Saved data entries

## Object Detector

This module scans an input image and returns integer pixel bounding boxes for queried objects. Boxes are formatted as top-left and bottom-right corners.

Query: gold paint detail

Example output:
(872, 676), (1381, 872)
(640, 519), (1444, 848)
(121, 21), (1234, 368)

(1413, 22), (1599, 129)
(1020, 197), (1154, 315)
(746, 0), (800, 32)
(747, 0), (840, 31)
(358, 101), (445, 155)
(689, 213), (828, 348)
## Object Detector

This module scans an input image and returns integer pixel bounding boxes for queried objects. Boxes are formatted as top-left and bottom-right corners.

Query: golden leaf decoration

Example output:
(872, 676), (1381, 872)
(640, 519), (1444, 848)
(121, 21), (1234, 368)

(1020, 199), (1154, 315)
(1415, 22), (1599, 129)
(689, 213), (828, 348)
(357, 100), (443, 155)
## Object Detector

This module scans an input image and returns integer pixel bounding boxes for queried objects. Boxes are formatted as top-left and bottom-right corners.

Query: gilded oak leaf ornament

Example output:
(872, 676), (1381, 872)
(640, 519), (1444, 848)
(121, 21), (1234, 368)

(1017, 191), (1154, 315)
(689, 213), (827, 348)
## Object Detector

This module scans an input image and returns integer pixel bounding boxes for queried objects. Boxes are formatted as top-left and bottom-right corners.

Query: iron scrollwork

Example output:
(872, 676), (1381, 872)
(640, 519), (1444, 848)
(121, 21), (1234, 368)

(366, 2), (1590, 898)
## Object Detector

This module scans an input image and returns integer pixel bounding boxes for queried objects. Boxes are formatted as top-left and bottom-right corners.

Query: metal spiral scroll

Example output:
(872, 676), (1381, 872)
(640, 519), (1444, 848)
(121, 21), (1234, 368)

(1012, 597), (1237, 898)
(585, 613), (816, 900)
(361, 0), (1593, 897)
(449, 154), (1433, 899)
==
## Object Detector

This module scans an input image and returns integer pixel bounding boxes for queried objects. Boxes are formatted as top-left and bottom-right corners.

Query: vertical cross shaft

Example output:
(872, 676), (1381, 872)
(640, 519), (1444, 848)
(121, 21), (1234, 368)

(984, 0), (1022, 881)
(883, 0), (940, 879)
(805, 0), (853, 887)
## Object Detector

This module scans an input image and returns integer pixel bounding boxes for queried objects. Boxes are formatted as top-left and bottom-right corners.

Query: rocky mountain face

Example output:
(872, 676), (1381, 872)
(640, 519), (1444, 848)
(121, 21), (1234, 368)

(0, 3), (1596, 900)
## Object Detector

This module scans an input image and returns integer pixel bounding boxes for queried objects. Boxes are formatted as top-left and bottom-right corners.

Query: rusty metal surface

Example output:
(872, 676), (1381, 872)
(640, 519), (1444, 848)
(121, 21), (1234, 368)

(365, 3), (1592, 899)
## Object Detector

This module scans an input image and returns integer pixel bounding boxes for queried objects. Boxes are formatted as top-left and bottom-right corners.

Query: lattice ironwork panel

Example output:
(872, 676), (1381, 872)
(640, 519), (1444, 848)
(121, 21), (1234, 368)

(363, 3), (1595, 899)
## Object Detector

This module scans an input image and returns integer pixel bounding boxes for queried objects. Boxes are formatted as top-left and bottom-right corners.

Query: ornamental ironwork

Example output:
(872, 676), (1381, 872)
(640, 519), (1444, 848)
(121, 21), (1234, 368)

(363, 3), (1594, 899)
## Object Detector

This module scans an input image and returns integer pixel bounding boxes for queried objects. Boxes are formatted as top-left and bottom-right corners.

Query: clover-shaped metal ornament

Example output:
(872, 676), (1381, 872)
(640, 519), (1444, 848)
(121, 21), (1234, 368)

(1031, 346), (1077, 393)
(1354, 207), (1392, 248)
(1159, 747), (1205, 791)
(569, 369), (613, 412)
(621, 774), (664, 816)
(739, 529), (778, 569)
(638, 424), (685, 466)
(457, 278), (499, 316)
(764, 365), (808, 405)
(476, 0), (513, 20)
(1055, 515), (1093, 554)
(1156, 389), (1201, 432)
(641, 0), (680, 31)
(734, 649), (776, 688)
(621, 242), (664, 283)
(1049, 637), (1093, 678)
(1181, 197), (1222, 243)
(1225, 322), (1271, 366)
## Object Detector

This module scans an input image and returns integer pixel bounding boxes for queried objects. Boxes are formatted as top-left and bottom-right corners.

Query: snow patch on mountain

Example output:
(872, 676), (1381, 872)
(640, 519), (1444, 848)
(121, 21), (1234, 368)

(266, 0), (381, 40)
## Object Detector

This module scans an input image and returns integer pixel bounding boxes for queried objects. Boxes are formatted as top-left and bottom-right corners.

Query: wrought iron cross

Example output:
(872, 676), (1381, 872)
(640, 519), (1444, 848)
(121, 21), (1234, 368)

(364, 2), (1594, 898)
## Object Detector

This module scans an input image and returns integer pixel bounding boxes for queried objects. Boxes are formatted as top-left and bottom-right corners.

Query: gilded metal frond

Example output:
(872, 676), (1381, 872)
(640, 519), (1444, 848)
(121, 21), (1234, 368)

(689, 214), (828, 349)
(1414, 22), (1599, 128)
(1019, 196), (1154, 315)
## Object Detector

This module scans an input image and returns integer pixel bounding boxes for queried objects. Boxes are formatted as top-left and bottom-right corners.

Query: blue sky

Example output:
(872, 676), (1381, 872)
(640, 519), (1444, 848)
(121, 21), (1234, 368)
* * *
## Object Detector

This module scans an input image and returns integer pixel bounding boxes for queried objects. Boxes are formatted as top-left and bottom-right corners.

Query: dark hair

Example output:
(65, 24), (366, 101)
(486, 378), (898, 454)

• _What to work on_
Using the records above, pull out each line where the word "ironwork" occurs.

• _Answer to this exercise_
Query: lattice ironwork panel
Query: ornamental ironwork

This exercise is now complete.